練習課題 —
**1.** Haskellの解説文によると、Haskellという言語名は何に由来していますか。
**2.** Haskellの解説文にある「関数が内部状態を持つことは許可されない。」という文を英語に訳してください。
**3.** Haskellの解説文を、最後の文のあとから書き継いでください。

提示文 —
────────────────────────────────────────

Haskellという言語名は論理学者Haskell B. Curryの名前が由来。静的型付けコンパイラ型言語である。型推論機能が利用できるため関数や変数の型宣言を省略することがある程度は可能である。プログラムの記述は、「等式の左辺は右辺の式へと変換できる」という関係性の定義を列挙していく形になる。
Haskellにおける「関数」とは、数学における「関数」と同じく、引数の値が関数の返り値と一意に対応し不変であるものに限定される。関数が内部状態を持つことは許可されない。変数の初期値は再代入によって変更することはできない。このような制約を持つため、プログラムの各部分の実行順序を任意に選ぶことができ、今後並列演算への応用も期待できる。
Haskellにおいて、標準入出力を用いた処理など純粋な(数学における)関数表現では実現できない処理は「アクション」と呼ばれ「関数」とは区別しているが、両者を同一プログラム内で矛盾を起こさないように共存させる仕組みが提供されている。
変数・関数のスコープは、中括弧などコードブロックを囲むような記号は使わず、Pythonなどのようにソースコードのインデントの深さで表現される。
Haskellのためのフリーウェアの開発環境としてGHC(Glasgow Haskell Compiler)がデファクトスタンダード。他にはHugsなどがある。(これらはeclipseからも利用することもできる) Haskellで書かれた日本で有名なゲームにMonadiusというのがある。(GUIの処理ははOpenGLを利用したライブラリGLUTによるもの)
先述のように、Haskellは関数型言語の中でも、関数や再代入による状態変更を副作用として排除する道を選んだ純粋関数型言語である。
プログラミングスタイルとしては、その特性を活かして実行順序に関係なく、関係性の定義を宣言的に記述していくことで自動的に結果が導き出される宣言型プログラミングが推奨されている。従来のプログラミング言語とは全く違うその発想に、いわゆる命令型プログラミングに親しんできた人が接すると、拒絶反応を起こすか熱心な信奉者になるかに二極化するらしい。
「プログラミング言語が車だったら」のHaskellの項より選択抜粋
- 宇宙人の作った車と噂され、完全自動化を売りにしている。

────────────────────────────────────────

元データ —
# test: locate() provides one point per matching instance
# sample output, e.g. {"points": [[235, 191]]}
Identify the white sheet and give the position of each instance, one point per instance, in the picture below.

────────────────────────────────────────

課題の解答 —
**1.** 論理学者Haskell B. Curryの名前に由来しています。

**2.** Functions are not permitted to have internal state.

**3.**
- Haskellの運転席にはハンドルもペダルも無く、代わりに運転装置と一体化したカーナビが取り付けられている。ドライバーは実際の運転操作をする必要がなく、このカーナビに目的地の定義を入力すれば、目的地までの運転が自動的になされる。
- 従来の自動運転システムでは、道路状況を判断できず公道を走ることは無理であったが、Haskellはこれを奇想天外な方法で解決した。Haskellには目的地として「青信号のときのみ進行し、飛び出す子供に注意しながら、ブロック塀にかすることなく入った我が家の車庫」が指定できるのである。
- 結局Haskellを試乗した多くのドライバーは「目的地の定義を考えるより自分で運転した方が手っ取り早い」と不満をもらすそうな。
先述のように純粋関数型言語というのは副作用を排除する道を選んだ言語である。副作用とは、状態を変更することであるが、たとえば「画面に文字を表示する」という通常のプログラミング言語ではごく基本的なことに分類されることでも、Haskellでは画面の「状態の変更」であるとみなされる。
従って、純粋関数型言語であるためにはひたすら計算のみを行い結果の画面表示すら行わないという滑稽な状態にならざるをえない。もちろん、こんなことでは使い物にならないのでHaskellはモナドという仕組みを利用している。IOモナドというものがあり、副作用をIOモナドの処理に分離することにより、IOモナドの内部で純粋関数型言語であり続けるのである。
プログラミング言語を擬人化すると、「すべての家具が造り付けで固定されている部屋の中に引きこもる潔癖症の少女。外部とのやりとりは、壁にあいたIOモナドという小さな窓から行う」と表現されるかもしれない。
モナドはHaskellにとって副作用を起こすために必要なものではあったが、副作用を起こす以外にも様々な用途のモナドがあり、いわゆるぬるぽの対処をするMaybeモナドやListモナドなどがある。
main = putStrLn "Hello world!"
Haskellにおいて、文字列(String型)は文字(Char型)のリストとして扱う。リストは列挙した要素群を'['と']'で囲み、各要素の間は','で区切る。
文字列"Hello world!" は文字のリスト ['H', 'e', 'l', 'l', 'o', ' ', 'w', 'o', 'r', 'l', 'd', '!'] と同じもの。
Schemeにおけるリスト表現で、
(1 . (2 . (3 .(4 . ()))))
と
(1 2 3 4)
が同一のリストのを表わすように、
Haskellでは、
1 : (2 : (3 : (4 : []))) ※丸括弧を省略して、 1 : 2 : 3 : 4 : [] と書いてもよい
と
[1, 2, 3, 4]
は同一のリストを表わす。
(記号「→」以降に式の評価結果を記す)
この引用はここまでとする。